Collection entries —
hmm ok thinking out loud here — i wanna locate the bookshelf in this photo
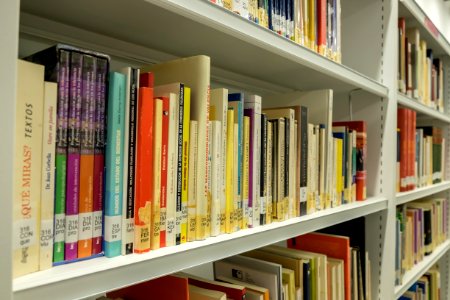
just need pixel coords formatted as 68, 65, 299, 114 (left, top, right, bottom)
396, 181, 450, 206
397, 92, 450, 123
0, 0, 449, 300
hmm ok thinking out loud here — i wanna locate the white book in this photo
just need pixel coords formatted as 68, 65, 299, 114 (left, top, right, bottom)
210, 121, 222, 236
40, 82, 57, 270
188, 120, 199, 241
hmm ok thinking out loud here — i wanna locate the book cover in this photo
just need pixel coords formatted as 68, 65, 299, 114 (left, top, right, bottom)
143, 56, 210, 246
78, 54, 97, 258
134, 85, 154, 254
188, 120, 199, 241
39, 82, 57, 270
151, 98, 163, 250
104, 72, 126, 257
65, 52, 83, 261
92, 58, 108, 255
186, 274, 246, 300
216, 275, 269, 300
13, 60, 45, 277
189, 284, 227, 300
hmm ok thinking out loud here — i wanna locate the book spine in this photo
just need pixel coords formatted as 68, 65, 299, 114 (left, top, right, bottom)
13, 60, 44, 277
233, 123, 239, 231
225, 110, 235, 233
356, 129, 367, 201
166, 94, 178, 247
244, 108, 254, 227
78, 55, 96, 258
122, 68, 139, 255
285, 117, 291, 218
134, 86, 153, 253
299, 107, 308, 216
318, 124, 325, 210
54, 50, 70, 262
260, 114, 267, 225
188, 120, 198, 241
210, 121, 222, 236
92, 58, 108, 255
317, 0, 326, 55
205, 121, 213, 237
104, 72, 126, 257
279, 119, 286, 219
40, 82, 57, 270
242, 116, 250, 229
151, 99, 163, 250
180, 87, 191, 244
266, 121, 273, 224
159, 97, 170, 248
175, 85, 185, 245
65, 52, 83, 261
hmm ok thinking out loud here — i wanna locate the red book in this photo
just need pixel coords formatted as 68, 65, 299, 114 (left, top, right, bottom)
159, 96, 170, 248
317, 0, 327, 55
106, 275, 189, 300
288, 232, 351, 300
409, 110, 416, 190
332, 121, 367, 200
397, 108, 408, 192
134, 85, 154, 253
140, 72, 154, 89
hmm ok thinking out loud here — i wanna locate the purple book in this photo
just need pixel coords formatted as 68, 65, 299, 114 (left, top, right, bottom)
244, 108, 254, 227
65, 52, 83, 260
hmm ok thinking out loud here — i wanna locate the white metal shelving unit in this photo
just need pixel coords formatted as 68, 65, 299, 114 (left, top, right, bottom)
0, 0, 449, 299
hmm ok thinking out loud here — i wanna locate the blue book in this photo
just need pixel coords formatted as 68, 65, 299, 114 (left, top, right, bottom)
228, 93, 244, 229
104, 72, 126, 257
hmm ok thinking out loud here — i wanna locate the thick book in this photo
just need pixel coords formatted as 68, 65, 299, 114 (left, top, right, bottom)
78, 54, 97, 258
65, 52, 83, 261
40, 82, 57, 270
142, 55, 210, 245
134, 85, 154, 254
92, 58, 108, 255
332, 121, 367, 201
120, 67, 140, 255
13, 60, 45, 277
210, 88, 228, 234
104, 72, 126, 257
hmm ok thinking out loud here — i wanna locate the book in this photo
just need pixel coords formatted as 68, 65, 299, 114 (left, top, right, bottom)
65, 51, 83, 261
120, 67, 140, 255
225, 110, 235, 233
216, 275, 269, 300
13, 60, 45, 277
189, 284, 227, 300
92, 57, 108, 255
188, 120, 199, 241
104, 72, 126, 257
185, 274, 246, 300
134, 84, 153, 254
210, 88, 228, 234
78, 54, 97, 258
210, 120, 222, 237
39, 81, 57, 270
242, 116, 251, 228
151, 98, 163, 250
143, 55, 210, 244
158, 96, 170, 248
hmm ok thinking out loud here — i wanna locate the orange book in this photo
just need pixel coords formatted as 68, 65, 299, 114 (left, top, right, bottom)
134, 85, 154, 253
288, 232, 351, 300
159, 97, 170, 248
106, 275, 189, 300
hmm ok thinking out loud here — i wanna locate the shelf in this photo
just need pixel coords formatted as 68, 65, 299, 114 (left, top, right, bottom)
394, 239, 450, 298
396, 181, 450, 206
399, 0, 450, 57
19, 0, 388, 98
13, 196, 387, 300
397, 92, 450, 123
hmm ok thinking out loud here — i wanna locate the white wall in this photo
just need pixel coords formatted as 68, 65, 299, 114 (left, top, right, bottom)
415, 0, 450, 42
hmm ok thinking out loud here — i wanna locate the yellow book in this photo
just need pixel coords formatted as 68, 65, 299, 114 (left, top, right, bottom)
14, 60, 45, 277
242, 116, 250, 229
181, 86, 191, 244
151, 99, 163, 250
188, 120, 198, 241
308, 0, 316, 51
233, 123, 240, 231
282, 268, 296, 300
204, 121, 212, 239
223, 0, 232, 10
226, 110, 235, 233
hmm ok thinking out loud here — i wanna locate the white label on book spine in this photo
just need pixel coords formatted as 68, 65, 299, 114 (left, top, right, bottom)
260, 196, 266, 214
65, 215, 79, 244
54, 213, 65, 242
93, 211, 103, 238
300, 187, 307, 205
13, 218, 37, 250
104, 215, 122, 243
79, 212, 93, 240
40, 219, 54, 249
166, 217, 175, 235
123, 218, 134, 243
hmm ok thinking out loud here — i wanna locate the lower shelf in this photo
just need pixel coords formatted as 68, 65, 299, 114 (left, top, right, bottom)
394, 239, 450, 298
13, 196, 387, 300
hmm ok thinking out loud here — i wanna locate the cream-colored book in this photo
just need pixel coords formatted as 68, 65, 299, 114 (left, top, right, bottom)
242, 116, 250, 228
151, 99, 163, 250
189, 284, 226, 300
266, 121, 273, 224
210, 120, 222, 237
39, 81, 57, 270
143, 55, 210, 241
14, 60, 45, 277
225, 110, 234, 233
188, 120, 198, 242
282, 268, 296, 300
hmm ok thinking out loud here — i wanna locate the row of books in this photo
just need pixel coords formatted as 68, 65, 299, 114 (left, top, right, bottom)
395, 198, 448, 285
399, 266, 440, 300
103, 229, 371, 300
396, 108, 445, 193
398, 18, 445, 112
14, 44, 367, 278
210, 0, 342, 62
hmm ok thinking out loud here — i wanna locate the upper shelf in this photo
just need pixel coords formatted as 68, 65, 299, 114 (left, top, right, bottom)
19, 0, 388, 98
396, 181, 450, 206
397, 93, 450, 123
399, 0, 450, 57
13, 196, 387, 300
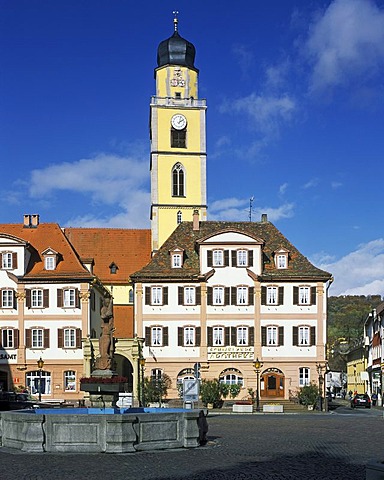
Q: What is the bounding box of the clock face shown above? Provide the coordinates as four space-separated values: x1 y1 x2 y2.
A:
171 114 187 130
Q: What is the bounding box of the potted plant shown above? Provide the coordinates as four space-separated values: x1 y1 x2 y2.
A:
80 375 128 393
298 383 319 410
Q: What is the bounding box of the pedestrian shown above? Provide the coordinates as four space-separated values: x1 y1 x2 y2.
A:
371 393 377 406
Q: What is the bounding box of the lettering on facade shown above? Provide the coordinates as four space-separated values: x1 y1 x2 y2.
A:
207 346 254 361
0 353 17 361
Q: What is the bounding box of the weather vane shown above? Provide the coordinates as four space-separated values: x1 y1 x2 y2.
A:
173 10 179 31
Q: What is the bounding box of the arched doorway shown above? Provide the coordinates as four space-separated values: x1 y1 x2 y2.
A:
114 354 133 392
261 368 285 398
0 370 8 391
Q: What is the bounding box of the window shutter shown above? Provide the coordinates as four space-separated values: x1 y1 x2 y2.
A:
261 287 266 305
58 329 64 348
12 290 16 309
249 327 254 346
196 287 201 305
293 287 299 305
293 326 298 346
57 289 63 308
12 252 17 269
178 287 183 305
207 327 213 346
75 288 80 308
207 251 212 267
25 329 31 348
278 287 284 305
145 327 151 345
207 287 212 305
224 287 230 305
44 329 50 348
162 327 168 346
261 326 267 346
145 287 151 305
195 327 201 346
0 330 3 347
0 290 3 308
163 287 168 305
311 287 317 305
278 326 284 346
14 329 19 348
231 287 236 305
248 250 253 267
224 250 229 266
76 328 82 348
43 289 49 308
310 326 316 346
178 327 183 346
26 289 31 309
249 287 254 305
231 251 237 267
224 327 230 346
230 327 236 346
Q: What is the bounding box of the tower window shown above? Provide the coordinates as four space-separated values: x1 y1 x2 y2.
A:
171 128 186 148
172 163 185 197
177 211 182 224
175 92 181 99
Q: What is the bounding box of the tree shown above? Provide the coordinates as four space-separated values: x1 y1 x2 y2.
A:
143 373 172 405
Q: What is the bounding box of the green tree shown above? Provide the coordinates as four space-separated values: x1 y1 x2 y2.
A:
143 374 172 405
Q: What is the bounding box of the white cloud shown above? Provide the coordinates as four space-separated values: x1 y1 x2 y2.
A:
314 238 384 297
279 183 288 195
305 0 384 93
232 44 254 76
302 178 319 189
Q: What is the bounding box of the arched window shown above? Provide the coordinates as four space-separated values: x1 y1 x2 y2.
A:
26 370 51 395
172 163 185 197
177 210 182 224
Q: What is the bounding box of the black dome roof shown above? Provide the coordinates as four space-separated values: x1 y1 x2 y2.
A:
157 29 197 70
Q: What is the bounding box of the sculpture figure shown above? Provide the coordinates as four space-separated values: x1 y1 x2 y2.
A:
95 295 114 370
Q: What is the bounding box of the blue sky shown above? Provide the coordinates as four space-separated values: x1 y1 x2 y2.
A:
1 0 384 297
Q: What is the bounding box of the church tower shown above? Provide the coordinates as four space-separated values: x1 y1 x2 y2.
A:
150 13 207 252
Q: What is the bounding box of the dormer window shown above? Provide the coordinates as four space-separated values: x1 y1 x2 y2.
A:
170 248 184 268
109 262 118 274
42 248 59 271
2 252 17 270
274 248 289 269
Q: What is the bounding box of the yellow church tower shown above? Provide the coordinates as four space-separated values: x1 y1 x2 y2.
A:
150 13 207 252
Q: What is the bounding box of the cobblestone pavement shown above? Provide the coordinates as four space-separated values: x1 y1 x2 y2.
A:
1 412 383 480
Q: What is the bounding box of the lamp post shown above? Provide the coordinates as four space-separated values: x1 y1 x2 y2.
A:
37 357 44 402
140 358 145 407
316 363 326 411
254 358 263 412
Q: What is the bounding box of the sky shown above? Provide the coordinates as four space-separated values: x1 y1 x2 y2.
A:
1 0 384 298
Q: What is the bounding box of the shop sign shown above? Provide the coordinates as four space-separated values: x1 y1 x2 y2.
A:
208 346 254 361
0 353 17 361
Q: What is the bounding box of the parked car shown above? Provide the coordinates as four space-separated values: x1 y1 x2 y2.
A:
0 391 37 411
350 393 371 409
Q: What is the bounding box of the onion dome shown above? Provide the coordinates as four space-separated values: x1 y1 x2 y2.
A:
157 12 197 70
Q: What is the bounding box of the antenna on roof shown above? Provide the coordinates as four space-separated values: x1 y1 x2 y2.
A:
249 196 254 222
173 10 179 31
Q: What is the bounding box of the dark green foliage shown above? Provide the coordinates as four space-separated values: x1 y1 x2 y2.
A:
298 383 319 407
143 374 171 405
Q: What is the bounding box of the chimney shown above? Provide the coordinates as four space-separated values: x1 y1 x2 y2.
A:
193 210 200 231
261 213 268 223
31 214 40 228
23 214 31 228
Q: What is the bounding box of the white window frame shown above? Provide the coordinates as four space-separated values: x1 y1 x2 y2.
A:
213 326 224 346
2 289 14 308
31 328 44 348
276 254 287 269
172 254 182 268
2 328 14 348
299 367 310 387
213 286 224 305
64 328 76 348
299 287 310 305
237 286 248 305
44 256 55 270
237 326 248 346
220 373 244 385
151 287 163 305
267 286 278 305
151 326 163 346
2 252 12 269
212 250 224 267
31 289 44 308
299 326 310 345
63 288 76 308
267 326 278 346
237 250 248 267
184 286 196 305
64 370 76 391
184 326 195 346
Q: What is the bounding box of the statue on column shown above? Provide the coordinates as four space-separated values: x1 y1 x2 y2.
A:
94 294 115 371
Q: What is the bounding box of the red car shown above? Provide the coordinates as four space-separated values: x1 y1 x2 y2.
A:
351 393 371 409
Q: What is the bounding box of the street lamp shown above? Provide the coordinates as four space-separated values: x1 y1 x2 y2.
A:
316 363 326 411
37 357 44 402
139 358 145 407
254 358 263 412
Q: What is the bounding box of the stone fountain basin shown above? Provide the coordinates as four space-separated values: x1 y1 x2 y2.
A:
0 408 202 453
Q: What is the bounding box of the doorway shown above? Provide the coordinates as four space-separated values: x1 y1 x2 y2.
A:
261 368 284 398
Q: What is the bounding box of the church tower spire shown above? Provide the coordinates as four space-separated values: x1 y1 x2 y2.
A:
150 15 207 252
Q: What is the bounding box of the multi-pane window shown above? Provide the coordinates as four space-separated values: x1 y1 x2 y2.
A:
184 287 196 305
172 254 182 268
184 327 195 346
220 373 244 385
276 254 287 269
293 286 316 306
32 328 44 348
178 326 200 347
177 210 182 224
2 329 14 348
145 287 168 306
171 129 186 149
237 326 248 346
32 289 44 308
2 289 14 308
2 252 13 269
44 256 55 270
267 286 278 305
213 326 224 346
64 371 76 391
237 250 248 266
237 287 248 305
213 287 224 305
151 326 163 346
299 287 310 305
63 289 76 307
64 328 76 348
172 163 185 196
151 287 163 305
267 326 278 346
298 326 310 345
299 367 310 387
213 250 224 266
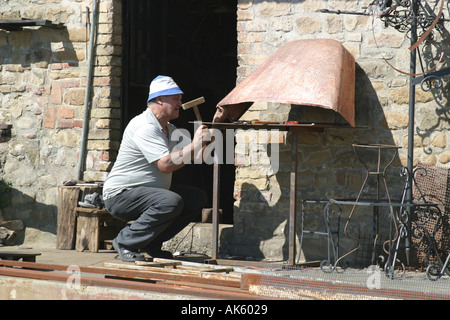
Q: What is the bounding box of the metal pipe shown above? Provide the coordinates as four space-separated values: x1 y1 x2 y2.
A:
289 129 298 265
405 0 418 265
212 162 220 260
77 0 99 180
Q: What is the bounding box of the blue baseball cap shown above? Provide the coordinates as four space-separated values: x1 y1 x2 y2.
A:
147 75 184 102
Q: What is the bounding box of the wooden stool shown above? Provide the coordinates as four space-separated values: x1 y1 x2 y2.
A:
75 207 113 253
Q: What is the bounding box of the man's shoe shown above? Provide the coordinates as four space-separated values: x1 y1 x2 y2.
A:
113 238 145 262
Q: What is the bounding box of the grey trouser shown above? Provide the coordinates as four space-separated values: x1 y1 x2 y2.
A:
104 184 207 251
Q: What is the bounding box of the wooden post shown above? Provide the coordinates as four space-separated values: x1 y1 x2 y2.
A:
75 209 102 252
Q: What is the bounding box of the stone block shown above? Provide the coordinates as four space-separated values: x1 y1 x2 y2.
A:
63 88 85 106
295 16 321 34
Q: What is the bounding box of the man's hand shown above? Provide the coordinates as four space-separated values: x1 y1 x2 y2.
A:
192 124 213 163
192 124 211 145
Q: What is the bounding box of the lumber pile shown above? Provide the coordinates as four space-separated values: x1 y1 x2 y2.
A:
102 258 243 290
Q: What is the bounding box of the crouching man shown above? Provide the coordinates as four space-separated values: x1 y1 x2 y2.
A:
103 75 210 262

Task brief — The lines above that hold the word "roof" are the ones to copy.

Reply to the exercise —
Q: What is the bounding box of the black dome roof shown above? Provide the coordinates as four space-separated values: x1 y1 x2 y2.
Q: What is the bounding box of the antenna on roof shown above? Provide the coordinates as four space-separated values: x1 y1 x2 y2.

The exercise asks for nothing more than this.